Kramer worked as the editor of Arts Magazine, art critic for The Nation, and from 1965 to 1982, as chief art critic for The New York Times. He also published in the Art and Antiques Magazine and The New York Observer. Kramer's New York Post column, initially called "Times Watch" - focused on his former employer, the New York Times - and later expanded to "Media Watch", was published weekly from 1993 to November 1997.
Kramer fought against what he considered to be leftist political bias in art criticism, and what he perceived as the aesthetic nihilism characteristic of many 20th century working artists and art critics. The frustration with The New York Times's policies led to his resignation from the newspaper in 1982. He co-founded (with Samuel Lipman) the conservative magazine The New Criterion, for which Kramer was also co-editor and publisher. He took a strongly anti-Communist stance in his 2003 review of Anne Applebaum's Gulag: A History. In The Twilight of the Intellectuals (1999), he defended the anti-Communist views of art critic Clement Greenberg.

(Coordinate annotation records)

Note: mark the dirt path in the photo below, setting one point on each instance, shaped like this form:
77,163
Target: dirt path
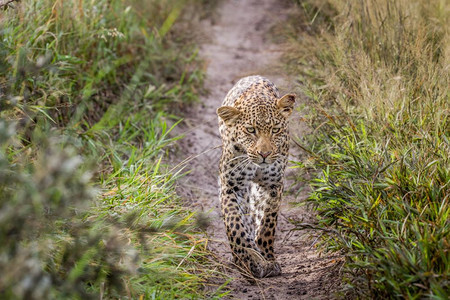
239,46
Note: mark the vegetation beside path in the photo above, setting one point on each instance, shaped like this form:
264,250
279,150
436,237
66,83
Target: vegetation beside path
87,208
376,75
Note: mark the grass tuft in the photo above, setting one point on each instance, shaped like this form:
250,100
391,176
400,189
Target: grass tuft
376,77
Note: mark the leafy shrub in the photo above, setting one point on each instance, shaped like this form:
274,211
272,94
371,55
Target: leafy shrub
87,209
376,74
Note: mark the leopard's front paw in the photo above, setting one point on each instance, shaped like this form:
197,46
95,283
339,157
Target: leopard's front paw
272,269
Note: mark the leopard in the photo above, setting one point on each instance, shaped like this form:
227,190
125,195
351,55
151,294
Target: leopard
253,125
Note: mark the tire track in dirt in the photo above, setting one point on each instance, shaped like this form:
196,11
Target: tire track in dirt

EXERCISE TASK A -> In the Kramer text, who co-founded The New Criterion with him?
EXERCISE TASK B -> Copy the part of the Kramer text word for word, starting at "Kramer fought against" and ending at "critic Clement Greenberg.".
The lines play no part in this.

WORKED ANSWER A -> Samuel Lipman

WORKED ANSWER B ->
Kramer fought against what he considered to be leftist political bias in art criticism, and what he perceived as the aesthetic nihilism characteristic of many 20th century working artists and art critics. The frustration with The New York Times's policies led to his resignation from the newspaper in 1982. He co-founded (with Samuel Lipman) the conservative magazine The New Criterion, for which Kramer was also co-editor and publisher. He took a strongly anti-Communist stance in his 2003 review of Anne Applebaum's Gulag: A History. In The Twilight of the Intellectuals (1999), he defended the anti-Communist views of art critic Clement Greenberg.